◆ EXERCISES TO COMPLETE ◆
[1] In the article on whether pets can tell time, print the part that opens with the words containing "But now,  we" and closes with "a virtual reality environment.".
[2] In the article on whether cats and dogs can tell time, how long did the mouse wait at the door before it opened?
[3] Go on with the article about whether animals can tell time, starting after its last sentence.

Can Your Cat or Dog Tell What Time It Is? The Answer Will Amaze You!

Team StoryWeavers|July 09, 2021, 13:52 IST| 37

It’s five o clock, and your dog is excitedly wagging her tail and nuzzling against you. Your furry friend is hungry and seems to know that this is the hour you usually feed her. But was this performance a simple reaction to a rumbling in Max’s tummy or are animals actually able to tell what time it is?

Anecdotally, many dog owners will tell you that their dogs seem to anticipate dinnertime or the hour when they regularly go on a walk. 

Some owners claim their dogs know these important times to within minutes. They notify the owners precisely at 5 p.m. that a meal should be served. It’s like dogs are somehow able to read the clock!

So can dogs, cats or other animals actually understand time? Well, science now shows that some animals do, in fact, have a sense of time!

Breakthrough in Understanding our Feline and Furry Friends

Of course, a dog  or a cat isn’t reading a clock or holding a stopwatch! But a recent study from Northwestern University reveals that animals can judge time. 

This new study shows us with the most convincing experiments that animals really do have an explicit representation of time in their brains. 

What that essentially means is that earlier there wasn’t a good answer to the question, ‘Does your dog know that it took you twice as long to get its food as it took yesterday?’ 

But now,  we know that your dog knows that you got lazy and took a longer time to get her the food – so you better hurry up! 

How Did Scientists Prove That Animals Can Tell Time?

To test if your dog or cat can really tell if you were out too late, the researchers conducted an experiment called the virtual door stop. During the test, a mouse ran on a physical treadmill in a virtual reality environment. 

The mouse then learned to run down a hallway to a door, and after a wait of six seconds, the door opened and the mouse continued on to collect its reward.

After several sessions like this, researchers made the door invisible in the virtual reality environment. The mouse still ran to where the door used to appear and still waited six seconds before running down the track to receive its reward.

The important point here is that the mouse doesn’t know when the door is open or closed because it’s invisible. The only way he can solve this task efficiently is by using his brain’s internal sense of time. The mouse in his head knew that it takes 6 seconds for the door to open before he can continue. So he waited for exactly 6 seconds! 

But the scientists did more than watch the mice complete the door stop task over and over again. They took the experiment one step further.

◆ EXERCISE DATA ◆
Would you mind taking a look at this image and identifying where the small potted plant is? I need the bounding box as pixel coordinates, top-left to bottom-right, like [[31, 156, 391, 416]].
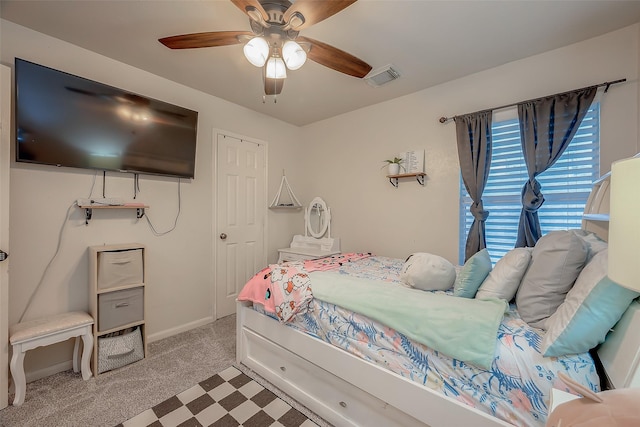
[[382, 157, 404, 175]]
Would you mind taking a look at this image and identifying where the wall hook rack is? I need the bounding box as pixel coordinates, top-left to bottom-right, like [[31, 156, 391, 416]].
[[78, 206, 149, 225], [387, 172, 427, 188]]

◆ LIST OF ANSWERS ◆
[1]
But now,  we know that your dog knows that you got lazy and took a longer time to get her the food – so you better hurry up! 

How Did Scientists Prove That Animals Can Tell Time?

To test if your dog or cat can really tell if you were out too late, the researchers conducted an experiment called the virtual door stop. During the test, a mouse ran on a physical treadmill in a virtual reality environment.

[2] Six seconds.

[3]
What Goes on Inside the Mind 

The scientists wanted to study the brain of the mice while it performed the door stop test. By using advanced microscopy, which allows high-resolution imaging of the brain, scientists watched the mice’s brain activity while it performed the test. 

According to Daniel Dombeck, one of the authors of the study, “as the mice run along the track and get to the invisible door, we see the cells firing that control spatial or space encoding,” 

“Then, when the animal stops at the door, we see spatial cells turned off and a new set of cells turn on. This was a big surprise and a new discovery.”

Dombeck noted these “timing cells” did not fire during active running, but only during the rest duration. According to the study, the cells that are active during rest are actually encoding how much time the mouse has been resting. 

So, if you come home to an impatient pet, it’s indeed because they can tell just how long you’ve been gone.

So, can my dog tell time?

Well, not really the way we humans do. It’s important to note that the study does not suggest that animals can instinctively judge time. The mice had to be trained to the track, to the location of the door, and to the amount of time until the door opened. So it is a learned process.

Yes, a great deal of your cat or your dog’s behavior is governed by habit and repetition. Whether he’s the alarm clock that gets you out of bed at 6:15 am or the sleepy pup who has decided the family bedtime is 9:30 pm, it’s not his Apple watch that’s alerting him! And, while habit does seem to be the logical explanation, those habits may turn out to be the result of these surprising neurons that are “telling time” for animals!

About the Author


Raza has been writing since 2008, be it fiction, poetry, or articles on science, politics, and history. He believes that words can change the world, and he uses them to inspire and empower people through his writing. When he is not working, he is watching nature documentaries or playing with his cats.